Task goal
Reproduce only this range: the line holding "Query: blurred brown background" through the last line of the data below, both included, exactly, with no pictures.

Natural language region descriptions
********************

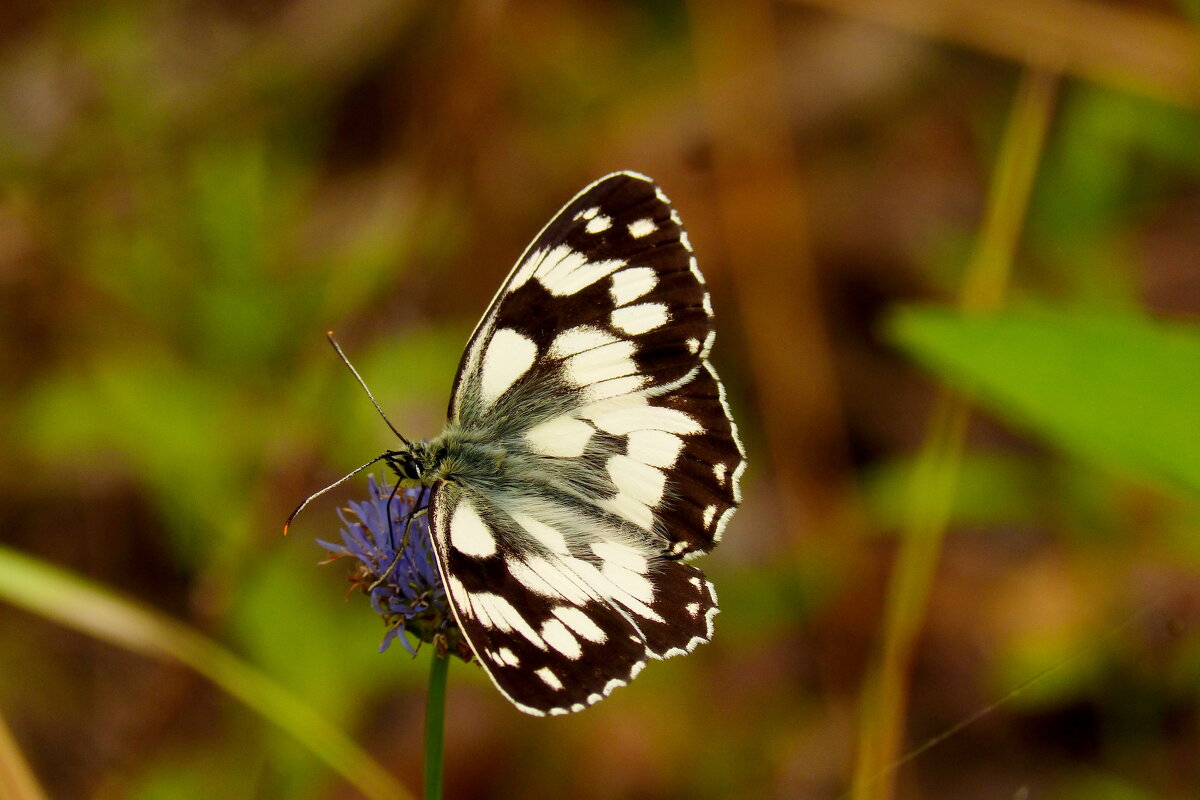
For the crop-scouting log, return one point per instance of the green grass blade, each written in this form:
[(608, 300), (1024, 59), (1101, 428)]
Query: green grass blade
[(1120, 390), (58, 595), (935, 479)]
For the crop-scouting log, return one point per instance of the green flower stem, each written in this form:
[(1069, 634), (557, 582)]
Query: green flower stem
[(435, 726)]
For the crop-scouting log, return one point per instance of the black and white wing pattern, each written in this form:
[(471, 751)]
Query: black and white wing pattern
[(611, 456)]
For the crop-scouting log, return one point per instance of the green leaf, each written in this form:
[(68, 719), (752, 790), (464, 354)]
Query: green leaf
[(70, 600), (1117, 389)]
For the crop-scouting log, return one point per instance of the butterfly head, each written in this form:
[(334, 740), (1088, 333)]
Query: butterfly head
[(408, 463)]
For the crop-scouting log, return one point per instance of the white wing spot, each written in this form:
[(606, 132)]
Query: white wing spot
[(605, 585), (630, 284), (624, 415), (552, 540), (581, 624), (599, 364), (629, 582), (563, 271), (627, 507), (641, 318), (613, 388), (563, 437), (621, 554), (531, 579), (640, 228), (495, 611), (640, 481), (509, 355), (567, 587), (580, 340), (550, 679), (459, 593), (654, 447), (468, 531), (558, 637)]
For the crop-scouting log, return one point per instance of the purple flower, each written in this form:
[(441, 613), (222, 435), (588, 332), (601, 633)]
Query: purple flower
[(407, 591)]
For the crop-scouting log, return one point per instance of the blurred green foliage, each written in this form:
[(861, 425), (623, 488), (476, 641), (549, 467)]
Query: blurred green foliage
[(191, 196)]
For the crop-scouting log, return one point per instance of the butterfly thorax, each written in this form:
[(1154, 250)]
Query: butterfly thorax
[(453, 456)]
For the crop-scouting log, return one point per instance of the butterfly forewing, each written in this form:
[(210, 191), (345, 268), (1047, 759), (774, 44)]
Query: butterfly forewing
[(615, 456)]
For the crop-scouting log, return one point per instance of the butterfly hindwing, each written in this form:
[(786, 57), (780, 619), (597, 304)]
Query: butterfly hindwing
[(615, 456), (558, 629)]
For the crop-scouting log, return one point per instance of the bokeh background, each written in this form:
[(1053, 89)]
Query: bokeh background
[(954, 252)]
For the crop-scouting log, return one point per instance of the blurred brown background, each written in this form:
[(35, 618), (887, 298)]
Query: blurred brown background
[(192, 193)]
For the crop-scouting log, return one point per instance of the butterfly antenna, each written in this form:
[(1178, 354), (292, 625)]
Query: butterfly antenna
[(317, 494), (364, 384)]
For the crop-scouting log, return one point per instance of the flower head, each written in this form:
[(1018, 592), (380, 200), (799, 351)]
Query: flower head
[(406, 590)]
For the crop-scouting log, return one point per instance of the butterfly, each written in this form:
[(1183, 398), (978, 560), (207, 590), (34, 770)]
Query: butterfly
[(588, 455)]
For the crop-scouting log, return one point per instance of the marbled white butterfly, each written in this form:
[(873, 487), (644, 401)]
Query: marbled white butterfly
[(588, 453)]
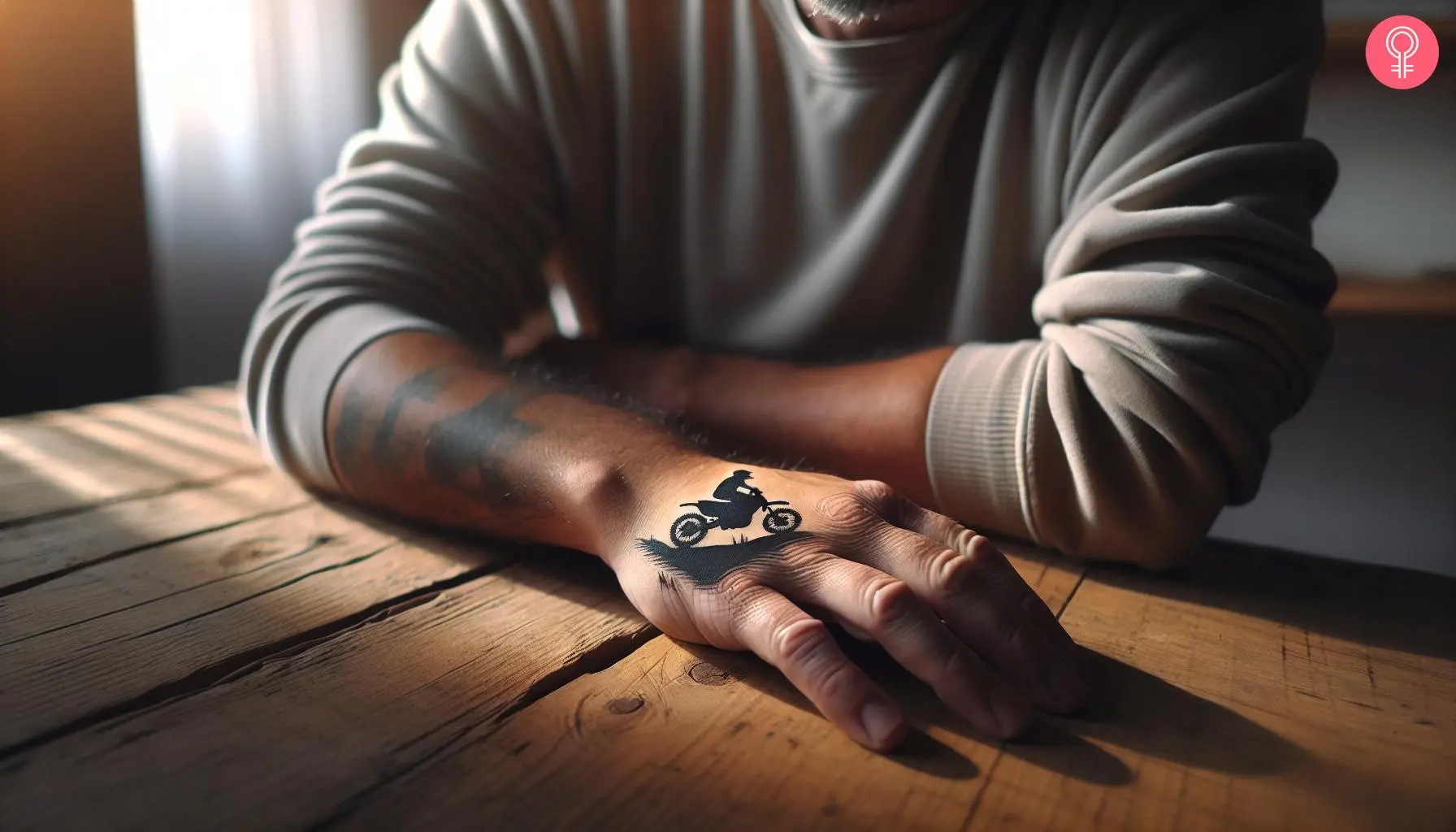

********************

Answer section
Query: blurred brown background
[(192, 193)]
For the crop-scouting log, return one point per instance of the butterfly antenna, each written in this form:
[(1178, 354), (292, 625)]
Query: butterfly antenna
[(317, 494), (364, 384)]
For the crop-scouting log, return one point per instance of the flower head, each written in this form:
[(1018, 592), (380, 200), (799, 351)]
Query: flower head
[(406, 590)]
For the crop-scouting log, return one point per instance of the butterfly, each written in this form:
[(1183, 398), (978, 560), (207, 590), (34, 770)]
Query: butterfly
[(588, 455)]
For the crop-scouting log, return one point per instance of the marbled white butterfly, each written in this form:
[(873, 487), (644, 401)]
Query: marbled white butterfly
[(588, 453)]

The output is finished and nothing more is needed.